Short problem: Number every line of the rows below as a list, and leave out the blank lines.

[Start of Source data]

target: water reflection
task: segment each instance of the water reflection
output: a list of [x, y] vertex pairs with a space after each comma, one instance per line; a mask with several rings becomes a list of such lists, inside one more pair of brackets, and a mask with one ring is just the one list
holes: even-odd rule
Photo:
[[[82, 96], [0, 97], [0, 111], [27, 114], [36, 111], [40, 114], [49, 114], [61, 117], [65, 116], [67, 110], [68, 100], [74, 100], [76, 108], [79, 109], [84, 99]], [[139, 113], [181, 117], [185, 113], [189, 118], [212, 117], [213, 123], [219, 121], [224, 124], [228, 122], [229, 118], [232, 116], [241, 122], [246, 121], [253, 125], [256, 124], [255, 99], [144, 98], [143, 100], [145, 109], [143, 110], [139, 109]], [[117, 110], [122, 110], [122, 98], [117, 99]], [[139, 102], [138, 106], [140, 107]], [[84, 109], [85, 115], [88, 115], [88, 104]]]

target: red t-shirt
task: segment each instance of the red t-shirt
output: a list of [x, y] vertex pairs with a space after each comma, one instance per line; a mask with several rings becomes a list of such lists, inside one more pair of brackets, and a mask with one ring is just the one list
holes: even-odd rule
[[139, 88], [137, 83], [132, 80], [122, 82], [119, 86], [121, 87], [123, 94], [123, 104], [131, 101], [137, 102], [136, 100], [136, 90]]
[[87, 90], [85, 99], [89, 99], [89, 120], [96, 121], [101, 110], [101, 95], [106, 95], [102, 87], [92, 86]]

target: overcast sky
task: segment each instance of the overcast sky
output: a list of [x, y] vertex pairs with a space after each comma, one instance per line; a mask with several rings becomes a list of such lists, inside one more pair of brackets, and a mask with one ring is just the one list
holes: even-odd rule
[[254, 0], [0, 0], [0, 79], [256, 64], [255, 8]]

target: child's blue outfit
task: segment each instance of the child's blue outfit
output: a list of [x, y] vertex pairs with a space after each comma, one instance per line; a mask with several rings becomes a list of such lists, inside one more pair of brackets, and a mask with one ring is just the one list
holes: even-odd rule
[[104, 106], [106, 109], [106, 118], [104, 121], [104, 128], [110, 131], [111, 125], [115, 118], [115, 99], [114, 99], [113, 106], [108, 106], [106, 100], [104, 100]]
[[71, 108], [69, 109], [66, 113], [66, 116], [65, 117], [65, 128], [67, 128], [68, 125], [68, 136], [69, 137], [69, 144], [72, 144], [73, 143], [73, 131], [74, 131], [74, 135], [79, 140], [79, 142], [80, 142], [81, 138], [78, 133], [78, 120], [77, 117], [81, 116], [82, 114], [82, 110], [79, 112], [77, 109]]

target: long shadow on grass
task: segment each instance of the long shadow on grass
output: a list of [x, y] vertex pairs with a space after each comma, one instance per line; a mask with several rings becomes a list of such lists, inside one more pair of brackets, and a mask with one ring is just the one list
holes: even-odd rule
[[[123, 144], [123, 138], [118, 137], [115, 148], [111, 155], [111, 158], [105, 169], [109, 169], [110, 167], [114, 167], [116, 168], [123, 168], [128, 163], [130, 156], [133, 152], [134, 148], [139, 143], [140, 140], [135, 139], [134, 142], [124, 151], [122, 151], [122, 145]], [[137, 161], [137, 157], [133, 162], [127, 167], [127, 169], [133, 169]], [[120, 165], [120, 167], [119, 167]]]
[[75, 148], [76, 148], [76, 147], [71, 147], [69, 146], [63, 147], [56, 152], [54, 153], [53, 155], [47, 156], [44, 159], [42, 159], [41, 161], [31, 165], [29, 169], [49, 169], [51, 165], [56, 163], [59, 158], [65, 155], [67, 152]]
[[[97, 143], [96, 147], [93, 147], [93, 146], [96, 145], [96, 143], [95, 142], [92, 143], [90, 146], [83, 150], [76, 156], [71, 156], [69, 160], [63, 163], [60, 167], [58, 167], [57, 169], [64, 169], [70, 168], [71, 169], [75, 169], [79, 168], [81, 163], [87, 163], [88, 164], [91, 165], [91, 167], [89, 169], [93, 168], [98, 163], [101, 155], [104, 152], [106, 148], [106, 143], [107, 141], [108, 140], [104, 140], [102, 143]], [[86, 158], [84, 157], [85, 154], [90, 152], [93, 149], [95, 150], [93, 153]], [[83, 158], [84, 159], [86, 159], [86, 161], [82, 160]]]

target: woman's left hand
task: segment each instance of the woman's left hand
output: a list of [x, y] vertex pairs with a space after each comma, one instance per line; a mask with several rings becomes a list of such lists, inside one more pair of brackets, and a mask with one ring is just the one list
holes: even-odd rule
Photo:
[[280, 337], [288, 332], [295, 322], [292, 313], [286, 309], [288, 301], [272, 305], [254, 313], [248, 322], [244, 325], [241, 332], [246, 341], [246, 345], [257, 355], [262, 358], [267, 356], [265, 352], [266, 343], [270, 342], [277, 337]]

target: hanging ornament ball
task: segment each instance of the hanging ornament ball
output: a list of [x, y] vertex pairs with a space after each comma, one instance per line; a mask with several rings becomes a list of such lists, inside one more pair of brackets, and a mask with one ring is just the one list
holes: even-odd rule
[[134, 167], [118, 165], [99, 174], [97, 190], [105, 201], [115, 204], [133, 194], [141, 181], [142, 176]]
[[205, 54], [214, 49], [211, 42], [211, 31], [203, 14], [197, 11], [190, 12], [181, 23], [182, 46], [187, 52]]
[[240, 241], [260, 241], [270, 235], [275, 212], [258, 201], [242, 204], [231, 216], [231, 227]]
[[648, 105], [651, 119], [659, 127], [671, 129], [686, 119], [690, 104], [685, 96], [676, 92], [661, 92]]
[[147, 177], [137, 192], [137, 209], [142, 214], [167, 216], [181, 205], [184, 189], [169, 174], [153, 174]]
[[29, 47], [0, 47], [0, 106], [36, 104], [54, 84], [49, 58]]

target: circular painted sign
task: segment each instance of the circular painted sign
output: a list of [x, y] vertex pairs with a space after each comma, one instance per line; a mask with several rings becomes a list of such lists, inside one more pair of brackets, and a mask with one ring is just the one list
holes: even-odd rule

[End of Source data]

Solved exercise:
1. target: water reflection
2. task: segment each instance of the water reflection
3. output: a list of [x, y] vertex pairs with a space after each comma, one instance per line; a mask with several rings becomes a list of such lists, inside one more pair of brackets, and a mask with one ring is just the one list
4. holes: even-odd rule
5. Photo:
6. [[[82, 96], [0, 97], [0, 111], [27, 114], [36, 111], [40, 114], [49, 114], [61, 117], [65, 116], [67, 110], [68, 100], [74, 100], [76, 108], [79, 109], [84, 99]], [[139, 113], [181, 117], [185, 113], [189, 118], [212, 117], [213, 123], [219, 121], [224, 124], [228, 122], [229, 118], [232, 116], [241, 122], [246, 121], [253, 125], [256, 124], [255, 99], [144, 98], [143, 100], [145, 109], [143, 110], [139, 109]], [[117, 110], [122, 110], [122, 98], [117, 99]], [[139, 102], [138, 106], [140, 107]], [[84, 109], [85, 115], [88, 115], [88, 104]]]
7. target: red t-shirt
8. task: segment each instance of the red t-shirt
9. output: a list of [x, y] vertex pairs with a space after each comma, one instance per line; a mask with several rings becomes a list of such lists, inside one more pair of brackets, and a mask with one ring is just the one list
10. holes: even-odd rule
11. [[139, 88], [137, 83], [132, 80], [122, 82], [119, 86], [121, 87], [123, 94], [123, 104], [131, 101], [137, 102], [136, 100], [136, 90]]
12. [[87, 90], [85, 99], [89, 99], [89, 120], [96, 121], [101, 110], [101, 95], [106, 95], [102, 87], [92, 86]]
13. target: overcast sky
14. task: segment each instance of the overcast sky
15. output: a list of [x, y] vertex pairs with a space after each comma, one instance per line; a mask with several rings becomes a list of such lists, inside one more pair of brackets, and a mask with one ring is just the one list
16. holes: even-odd rule
17. [[254, 0], [0, 0], [0, 79], [256, 64], [255, 8]]
18. target: child's blue outfit
19. task: segment each instance of the child's blue outfit
20. output: a list of [x, y] vertex pairs with a space after each comma, one instance per line; a mask with several rings becomes a list of such lists, inside one more pair of brackets, and a mask with one ring is just the one list
21. holes: even-odd rule
22. [[104, 106], [106, 109], [106, 118], [104, 121], [104, 128], [110, 131], [111, 125], [115, 118], [115, 99], [114, 99], [113, 106], [108, 106], [106, 100], [104, 100]]
23. [[71, 108], [69, 109], [66, 113], [66, 116], [65, 117], [65, 128], [67, 128], [68, 125], [68, 136], [69, 137], [69, 144], [72, 144], [73, 143], [73, 131], [74, 131], [74, 135], [79, 140], [79, 142], [80, 142], [81, 138], [78, 133], [78, 120], [77, 117], [81, 116], [82, 114], [82, 110], [79, 112], [77, 109]]
24. target: long shadow on grass
25. task: segment each instance of the long shadow on grass
26. output: a list of [x, y] vertex pairs with a space after each comma, one instance per line; a mask with several rings becomes a list of such lists, inside one more pair of brackets, and a mask with one ring is just the one list
27. holes: even-odd rule
28. [[[123, 144], [123, 138], [118, 137], [115, 148], [111, 155], [111, 158], [105, 169], [109, 169], [110, 167], [114, 167], [116, 168], [123, 168], [128, 163], [130, 156], [133, 152], [134, 148], [139, 143], [140, 140], [135, 139], [134, 142], [124, 151], [122, 151], [122, 145]], [[137, 161], [137, 157], [133, 162], [127, 167], [127, 169], [133, 169]], [[120, 165], [120, 167], [119, 167]]]
29. [[75, 148], [76, 148], [76, 147], [71, 147], [69, 146], [63, 147], [56, 152], [54, 153], [53, 155], [47, 156], [44, 159], [42, 159], [41, 161], [31, 165], [29, 169], [49, 169], [51, 165], [56, 163], [59, 158], [65, 155], [67, 152]]
30. [[[97, 143], [96, 147], [93, 147], [93, 146], [96, 145], [96, 143], [95, 142], [92, 143], [90, 146], [83, 150], [76, 156], [71, 156], [69, 160], [63, 163], [60, 167], [58, 167], [57, 169], [64, 169], [70, 168], [71, 169], [75, 169], [79, 168], [81, 163], [87, 163], [88, 164], [91, 165], [91, 167], [89, 169], [93, 168], [98, 163], [101, 155], [104, 152], [106, 148], [106, 143], [107, 141], [108, 140], [104, 140], [102, 143]], [[86, 158], [84, 157], [85, 154], [90, 152], [93, 149], [95, 150], [93, 153]], [[83, 158], [84, 159], [86, 159], [86, 161], [82, 160]]]
31. target: woman's left hand
32. task: segment each instance of the woman's left hand
33. output: a list of [x, y] vertex pairs with a space after each comma, one instance per line; a mask with several rings becomes a list of such lists, inside one more pair of brackets, and a mask with one ring is just the one list
34. holes: even-odd rule
35. Photo:
36. [[280, 337], [288, 332], [295, 322], [292, 313], [286, 309], [288, 301], [272, 305], [254, 313], [248, 322], [244, 325], [241, 332], [246, 341], [246, 345], [257, 355], [262, 358], [267, 356], [265, 352], [266, 343], [270, 342], [277, 337]]
37. target: hanging ornament ball
38. task: segment each instance of the hanging ornament ball
39. output: a list of [x, y] vertex pairs with a space after each comma, one instance per line; a mask with several rings becomes a list of such lists, inside one more pair of brackets, and a mask with one ring is just the one list
40. holes: even-odd rule
41. [[134, 167], [118, 165], [99, 174], [97, 190], [105, 201], [115, 204], [133, 194], [141, 181], [142, 176]]
42. [[205, 54], [214, 49], [211, 42], [211, 31], [203, 14], [197, 11], [190, 12], [181, 23], [182, 46], [187, 52]]
43. [[240, 241], [260, 241], [270, 235], [275, 212], [258, 201], [242, 204], [231, 216], [231, 227]]
44. [[648, 105], [651, 119], [659, 127], [671, 129], [686, 119], [690, 104], [685, 96], [676, 92], [661, 92]]
45. [[147, 177], [137, 192], [137, 209], [142, 214], [167, 216], [181, 205], [184, 189], [169, 174], [153, 174]]
46. [[29, 47], [0, 47], [0, 106], [36, 104], [54, 84], [49, 58]]
47. target: circular painted sign
48. task: segment each instance of the circular painted sign
49. output: a list of [x, y] vertex pairs with a space after each comma, one instance per line; a mask with several rings becomes a list of such lists, inside one more pair of brackets, and a mask with one ring is just the one list
50. holes: even-odd rule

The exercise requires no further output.